TASK DIRECTIONS:
Give the material once more, word for word, without any images.
┌─ GIVEN ENTRIES
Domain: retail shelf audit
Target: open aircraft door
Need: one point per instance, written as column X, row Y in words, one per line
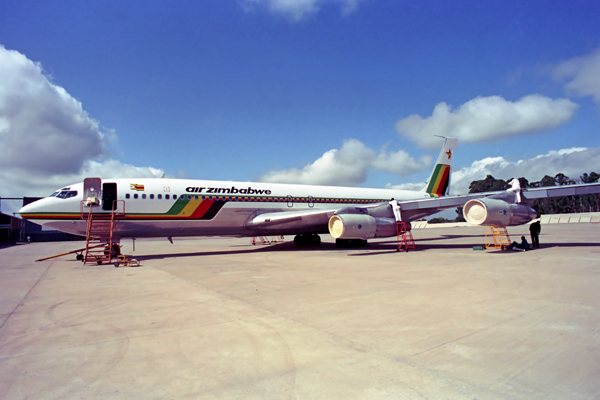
column 109, row 195
column 92, row 191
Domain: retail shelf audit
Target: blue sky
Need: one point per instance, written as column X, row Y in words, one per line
column 339, row 92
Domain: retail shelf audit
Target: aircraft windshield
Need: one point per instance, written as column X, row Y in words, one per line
column 65, row 194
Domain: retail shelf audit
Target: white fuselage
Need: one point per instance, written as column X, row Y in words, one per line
column 178, row 207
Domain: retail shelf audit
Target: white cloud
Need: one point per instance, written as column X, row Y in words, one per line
column 47, row 140
column 582, row 75
column 297, row 10
column 349, row 166
column 571, row 162
column 43, row 128
column 487, row 118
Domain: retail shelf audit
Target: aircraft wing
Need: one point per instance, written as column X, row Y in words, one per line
column 290, row 219
column 560, row 191
column 528, row 194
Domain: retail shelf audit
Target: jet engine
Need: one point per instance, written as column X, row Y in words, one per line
column 360, row 226
column 497, row 213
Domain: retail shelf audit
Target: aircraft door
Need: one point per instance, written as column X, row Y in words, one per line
└─
EXERCISE ANSWER:
Domain: retail shelf audit
Target: open aircraft door
Need: one point per instance, written as column X, row Y in words, one per line
column 109, row 195
column 92, row 191
Domain: retail shelf audit
Target: blue sky
Need: one point per instance, written as column X, row Y in words, one per line
column 339, row 92
Domain: retail shelf audit
Target: aircraft windshield
Need: one point per instance, written as column X, row Y in words, one per line
column 65, row 194
Domain: retail shelf audit
Target: white fuselage
Need: one point per instance, written as column X, row Y in words, one per line
column 178, row 207
Domain: retail shelf audit
Target: white cloud
Need: one point per instance, written as column X, row Y in words, one per line
column 47, row 140
column 582, row 75
column 297, row 10
column 349, row 166
column 571, row 162
column 43, row 128
column 487, row 118
Domain: retail shelf audit
Target: aircraft wing
Need: one point per instance, written as column X, row Y in words, one per line
column 290, row 219
column 560, row 191
column 528, row 194
Domain: retail shelf audit
Target: jet engine
Need: one point per instance, written as column X, row Y in words, one per line
column 360, row 226
column 497, row 213
Domain: retail shelf audit
Target: aircraft door
Need: one point per instance, written as column X, row Y in words, one per line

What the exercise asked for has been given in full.